EXERCISE DIRECTIONS: Your answer should consist of every line in the records that holds "polo".

(Beginning of RECORDS FOR THE EXERCISE)

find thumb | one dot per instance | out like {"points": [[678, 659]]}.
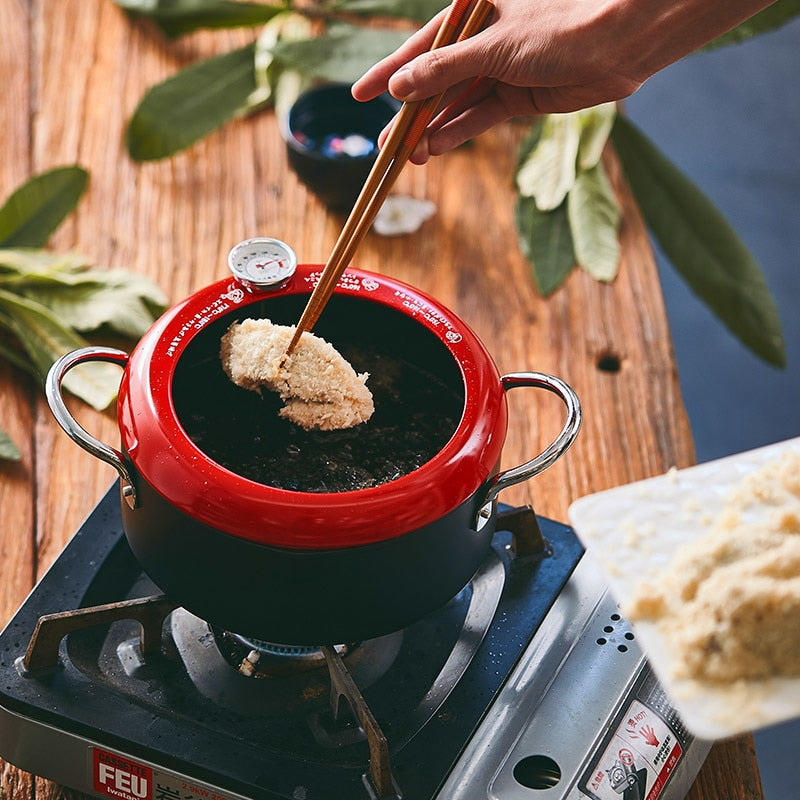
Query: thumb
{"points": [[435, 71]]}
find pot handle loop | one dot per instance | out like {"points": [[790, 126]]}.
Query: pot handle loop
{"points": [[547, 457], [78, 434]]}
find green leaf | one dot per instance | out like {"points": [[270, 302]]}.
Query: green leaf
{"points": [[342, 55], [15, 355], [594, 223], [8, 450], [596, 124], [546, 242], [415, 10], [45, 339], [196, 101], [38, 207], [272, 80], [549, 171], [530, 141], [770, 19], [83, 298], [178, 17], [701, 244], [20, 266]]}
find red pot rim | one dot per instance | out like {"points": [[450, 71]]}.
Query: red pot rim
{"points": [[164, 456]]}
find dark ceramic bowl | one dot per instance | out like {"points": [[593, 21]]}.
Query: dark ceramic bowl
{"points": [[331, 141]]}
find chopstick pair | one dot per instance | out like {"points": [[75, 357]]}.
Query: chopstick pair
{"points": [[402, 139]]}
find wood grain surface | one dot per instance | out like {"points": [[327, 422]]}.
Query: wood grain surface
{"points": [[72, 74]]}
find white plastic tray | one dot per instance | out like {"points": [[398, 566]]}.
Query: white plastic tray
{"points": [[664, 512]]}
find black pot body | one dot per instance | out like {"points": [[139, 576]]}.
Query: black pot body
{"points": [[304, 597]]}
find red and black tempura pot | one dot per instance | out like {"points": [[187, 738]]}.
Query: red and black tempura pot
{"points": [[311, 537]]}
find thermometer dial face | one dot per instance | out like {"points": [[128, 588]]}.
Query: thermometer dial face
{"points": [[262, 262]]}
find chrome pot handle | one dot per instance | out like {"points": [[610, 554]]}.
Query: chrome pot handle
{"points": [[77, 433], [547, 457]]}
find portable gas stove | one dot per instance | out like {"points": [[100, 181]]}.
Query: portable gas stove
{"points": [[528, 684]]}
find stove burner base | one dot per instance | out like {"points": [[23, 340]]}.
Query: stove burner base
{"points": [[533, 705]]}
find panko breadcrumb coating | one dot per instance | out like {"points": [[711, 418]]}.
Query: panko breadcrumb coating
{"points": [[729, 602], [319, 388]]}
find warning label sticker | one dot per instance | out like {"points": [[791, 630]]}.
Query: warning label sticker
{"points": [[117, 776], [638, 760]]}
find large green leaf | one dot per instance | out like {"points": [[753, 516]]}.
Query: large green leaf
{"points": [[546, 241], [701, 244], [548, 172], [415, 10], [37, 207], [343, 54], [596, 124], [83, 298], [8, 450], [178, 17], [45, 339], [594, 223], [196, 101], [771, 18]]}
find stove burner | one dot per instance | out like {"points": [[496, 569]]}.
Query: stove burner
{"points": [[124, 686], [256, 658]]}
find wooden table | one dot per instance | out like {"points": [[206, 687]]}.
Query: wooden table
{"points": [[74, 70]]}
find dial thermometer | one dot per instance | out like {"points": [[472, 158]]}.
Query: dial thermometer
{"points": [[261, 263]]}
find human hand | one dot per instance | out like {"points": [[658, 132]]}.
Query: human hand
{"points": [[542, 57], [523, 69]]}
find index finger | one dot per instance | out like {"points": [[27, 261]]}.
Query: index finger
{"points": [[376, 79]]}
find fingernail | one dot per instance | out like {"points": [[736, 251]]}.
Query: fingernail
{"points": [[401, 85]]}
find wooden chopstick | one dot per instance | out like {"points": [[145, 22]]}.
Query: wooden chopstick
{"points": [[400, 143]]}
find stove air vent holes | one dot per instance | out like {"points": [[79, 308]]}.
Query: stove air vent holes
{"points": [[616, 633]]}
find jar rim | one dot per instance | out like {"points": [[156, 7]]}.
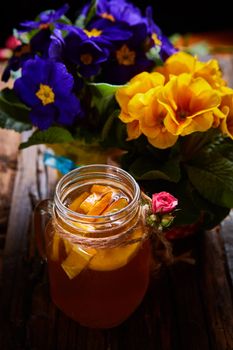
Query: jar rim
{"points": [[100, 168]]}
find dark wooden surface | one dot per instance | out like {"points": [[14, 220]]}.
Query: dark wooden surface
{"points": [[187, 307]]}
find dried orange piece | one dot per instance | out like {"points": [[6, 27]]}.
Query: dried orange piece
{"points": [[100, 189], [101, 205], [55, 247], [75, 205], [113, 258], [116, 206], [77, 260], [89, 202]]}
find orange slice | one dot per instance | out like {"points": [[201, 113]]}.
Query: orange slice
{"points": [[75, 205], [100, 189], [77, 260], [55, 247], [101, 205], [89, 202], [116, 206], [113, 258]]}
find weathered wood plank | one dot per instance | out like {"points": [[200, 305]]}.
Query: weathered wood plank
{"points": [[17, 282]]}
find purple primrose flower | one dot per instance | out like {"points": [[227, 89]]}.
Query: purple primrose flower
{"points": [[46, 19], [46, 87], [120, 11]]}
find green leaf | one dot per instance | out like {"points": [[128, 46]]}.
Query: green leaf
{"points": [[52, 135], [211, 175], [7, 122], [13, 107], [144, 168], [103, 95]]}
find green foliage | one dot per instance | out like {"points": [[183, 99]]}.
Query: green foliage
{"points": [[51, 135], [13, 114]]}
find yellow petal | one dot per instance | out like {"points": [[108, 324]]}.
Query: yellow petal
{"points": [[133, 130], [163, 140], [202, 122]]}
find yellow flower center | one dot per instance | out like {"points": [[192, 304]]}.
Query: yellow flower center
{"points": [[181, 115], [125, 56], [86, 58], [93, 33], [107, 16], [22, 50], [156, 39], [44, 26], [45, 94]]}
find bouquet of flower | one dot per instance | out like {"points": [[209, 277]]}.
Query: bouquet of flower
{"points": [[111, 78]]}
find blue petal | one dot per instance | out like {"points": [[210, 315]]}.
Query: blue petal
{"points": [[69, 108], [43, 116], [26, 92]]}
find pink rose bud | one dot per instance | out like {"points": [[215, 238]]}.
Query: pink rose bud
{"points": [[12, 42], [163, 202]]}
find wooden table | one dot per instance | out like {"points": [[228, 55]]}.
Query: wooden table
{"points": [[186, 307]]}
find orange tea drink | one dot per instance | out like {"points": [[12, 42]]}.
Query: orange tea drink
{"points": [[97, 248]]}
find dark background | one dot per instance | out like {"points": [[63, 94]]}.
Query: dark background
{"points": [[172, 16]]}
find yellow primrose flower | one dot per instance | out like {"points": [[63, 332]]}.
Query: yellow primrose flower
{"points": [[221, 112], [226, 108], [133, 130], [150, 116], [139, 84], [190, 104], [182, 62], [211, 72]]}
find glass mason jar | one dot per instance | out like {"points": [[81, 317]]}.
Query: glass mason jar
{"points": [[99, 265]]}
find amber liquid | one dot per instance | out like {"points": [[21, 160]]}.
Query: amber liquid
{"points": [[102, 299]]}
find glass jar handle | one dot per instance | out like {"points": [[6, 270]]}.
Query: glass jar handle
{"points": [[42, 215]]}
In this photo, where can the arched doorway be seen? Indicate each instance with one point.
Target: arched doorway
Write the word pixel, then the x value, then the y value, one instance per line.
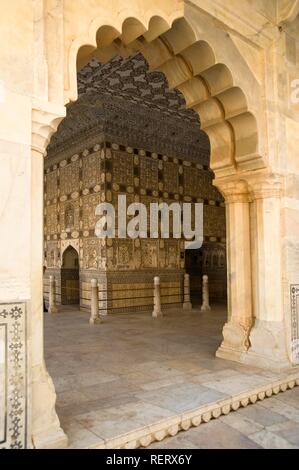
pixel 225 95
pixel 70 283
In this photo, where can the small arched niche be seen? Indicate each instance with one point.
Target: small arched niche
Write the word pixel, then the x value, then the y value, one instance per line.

(End of RECORDS FOR THE EXERCISE)
(Beginning of RECORDS FOR THE EXERCISE)

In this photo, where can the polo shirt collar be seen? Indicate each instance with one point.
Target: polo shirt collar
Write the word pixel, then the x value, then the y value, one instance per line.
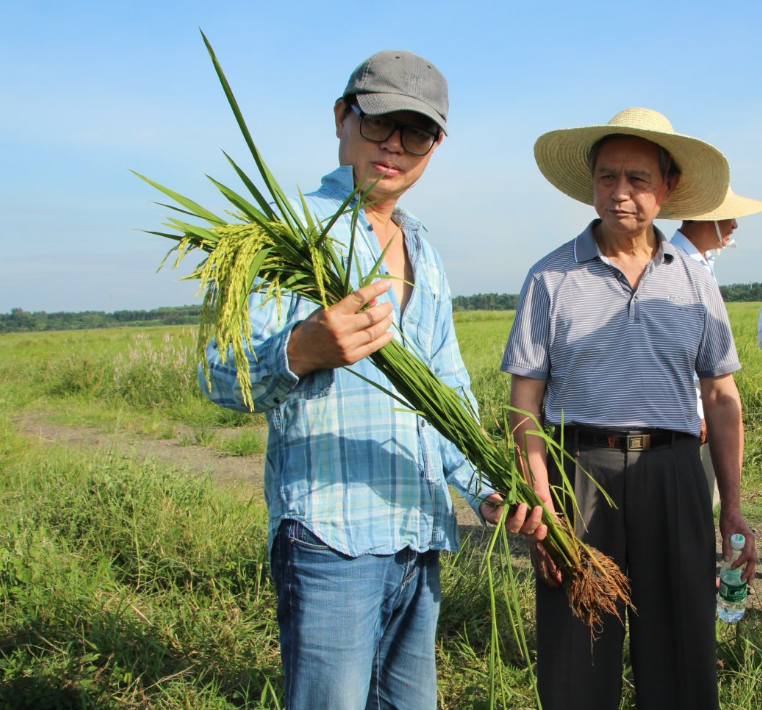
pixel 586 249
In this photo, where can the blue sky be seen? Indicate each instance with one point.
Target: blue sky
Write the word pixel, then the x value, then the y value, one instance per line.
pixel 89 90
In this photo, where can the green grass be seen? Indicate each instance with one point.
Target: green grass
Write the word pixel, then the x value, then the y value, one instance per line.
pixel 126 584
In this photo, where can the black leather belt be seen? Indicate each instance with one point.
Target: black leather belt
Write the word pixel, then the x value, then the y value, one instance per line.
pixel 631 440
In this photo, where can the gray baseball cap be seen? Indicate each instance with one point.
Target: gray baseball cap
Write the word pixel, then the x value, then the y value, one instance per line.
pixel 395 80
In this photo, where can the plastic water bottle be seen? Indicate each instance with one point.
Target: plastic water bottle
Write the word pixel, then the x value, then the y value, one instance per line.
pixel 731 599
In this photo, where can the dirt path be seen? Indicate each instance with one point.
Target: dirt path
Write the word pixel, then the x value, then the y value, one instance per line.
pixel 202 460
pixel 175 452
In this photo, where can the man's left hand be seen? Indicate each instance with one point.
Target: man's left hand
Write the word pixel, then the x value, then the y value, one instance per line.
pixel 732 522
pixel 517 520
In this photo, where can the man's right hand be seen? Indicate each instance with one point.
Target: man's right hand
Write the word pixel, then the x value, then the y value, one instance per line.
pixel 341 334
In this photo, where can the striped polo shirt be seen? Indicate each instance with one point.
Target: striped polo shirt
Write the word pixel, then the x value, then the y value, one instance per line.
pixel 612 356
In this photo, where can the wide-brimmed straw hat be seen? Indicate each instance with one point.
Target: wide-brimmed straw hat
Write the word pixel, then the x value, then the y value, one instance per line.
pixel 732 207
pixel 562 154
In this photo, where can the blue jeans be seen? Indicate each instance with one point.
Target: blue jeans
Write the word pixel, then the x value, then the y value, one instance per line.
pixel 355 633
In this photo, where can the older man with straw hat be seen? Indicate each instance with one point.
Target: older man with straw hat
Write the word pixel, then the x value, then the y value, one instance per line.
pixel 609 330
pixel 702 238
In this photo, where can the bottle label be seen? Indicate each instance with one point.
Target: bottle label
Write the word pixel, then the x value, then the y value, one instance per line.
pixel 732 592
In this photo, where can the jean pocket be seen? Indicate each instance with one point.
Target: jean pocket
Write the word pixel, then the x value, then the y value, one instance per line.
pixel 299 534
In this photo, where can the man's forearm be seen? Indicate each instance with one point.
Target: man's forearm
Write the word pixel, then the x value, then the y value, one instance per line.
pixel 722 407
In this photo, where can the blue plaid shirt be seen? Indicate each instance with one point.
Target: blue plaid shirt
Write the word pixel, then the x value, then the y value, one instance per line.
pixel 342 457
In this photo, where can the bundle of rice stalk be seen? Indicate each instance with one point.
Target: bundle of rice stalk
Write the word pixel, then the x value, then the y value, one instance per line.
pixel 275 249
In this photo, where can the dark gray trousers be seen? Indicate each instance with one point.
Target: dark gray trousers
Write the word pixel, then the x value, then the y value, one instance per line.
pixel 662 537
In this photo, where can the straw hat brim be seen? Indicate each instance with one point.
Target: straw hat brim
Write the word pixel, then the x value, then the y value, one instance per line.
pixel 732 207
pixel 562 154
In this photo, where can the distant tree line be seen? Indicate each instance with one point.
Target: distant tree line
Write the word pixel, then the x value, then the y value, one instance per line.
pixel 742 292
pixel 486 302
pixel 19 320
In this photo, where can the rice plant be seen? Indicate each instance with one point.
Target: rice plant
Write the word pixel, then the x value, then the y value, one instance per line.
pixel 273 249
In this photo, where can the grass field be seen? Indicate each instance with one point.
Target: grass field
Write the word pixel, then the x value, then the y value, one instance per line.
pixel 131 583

(End of RECORDS FOR THE EXERCISE)
(Beginning of RECORDS FOR THE EXERCISE)

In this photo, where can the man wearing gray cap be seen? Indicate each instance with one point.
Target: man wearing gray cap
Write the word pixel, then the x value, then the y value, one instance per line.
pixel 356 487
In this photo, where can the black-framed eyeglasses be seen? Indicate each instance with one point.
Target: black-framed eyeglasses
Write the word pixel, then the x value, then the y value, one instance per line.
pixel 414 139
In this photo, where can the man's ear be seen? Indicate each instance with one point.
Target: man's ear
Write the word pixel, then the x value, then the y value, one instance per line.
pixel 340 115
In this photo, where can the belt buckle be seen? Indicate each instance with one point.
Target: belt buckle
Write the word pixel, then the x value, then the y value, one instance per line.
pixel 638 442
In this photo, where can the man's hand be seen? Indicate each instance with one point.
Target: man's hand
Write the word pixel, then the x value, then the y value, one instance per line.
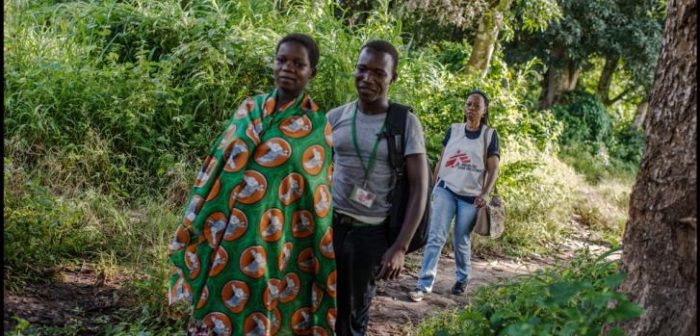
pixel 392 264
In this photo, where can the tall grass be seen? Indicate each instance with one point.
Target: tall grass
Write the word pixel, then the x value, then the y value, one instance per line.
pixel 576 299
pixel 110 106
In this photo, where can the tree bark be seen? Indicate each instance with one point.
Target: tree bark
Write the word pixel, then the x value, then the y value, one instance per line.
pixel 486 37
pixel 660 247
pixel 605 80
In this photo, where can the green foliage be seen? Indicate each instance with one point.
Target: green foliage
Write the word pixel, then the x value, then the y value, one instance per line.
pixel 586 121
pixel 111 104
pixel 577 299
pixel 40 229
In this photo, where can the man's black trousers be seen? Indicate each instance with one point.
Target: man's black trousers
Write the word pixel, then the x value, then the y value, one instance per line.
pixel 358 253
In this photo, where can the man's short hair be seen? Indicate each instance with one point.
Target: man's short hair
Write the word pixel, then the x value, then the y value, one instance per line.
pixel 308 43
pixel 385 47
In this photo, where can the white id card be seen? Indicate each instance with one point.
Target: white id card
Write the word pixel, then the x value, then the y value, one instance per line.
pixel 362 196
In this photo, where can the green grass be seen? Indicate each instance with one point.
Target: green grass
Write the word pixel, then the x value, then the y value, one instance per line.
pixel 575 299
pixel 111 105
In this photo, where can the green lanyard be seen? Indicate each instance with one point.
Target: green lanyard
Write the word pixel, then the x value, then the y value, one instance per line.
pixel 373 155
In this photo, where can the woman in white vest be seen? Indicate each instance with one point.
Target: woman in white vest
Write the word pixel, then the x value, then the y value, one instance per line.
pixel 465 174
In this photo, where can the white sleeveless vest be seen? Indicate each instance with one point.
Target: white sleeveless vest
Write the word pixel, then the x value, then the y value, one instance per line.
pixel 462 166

(End of RECORDS FOR THE EXERCISE)

WRITTEN SOLUTION:
In this photo, where can the polo shirt collar be seen? Indicate each instance with one point.
Target: polo shirt collar
In this photo, where can the striped polo shirt be seen? Indicate each instance with one point.
Target: striped polo shirt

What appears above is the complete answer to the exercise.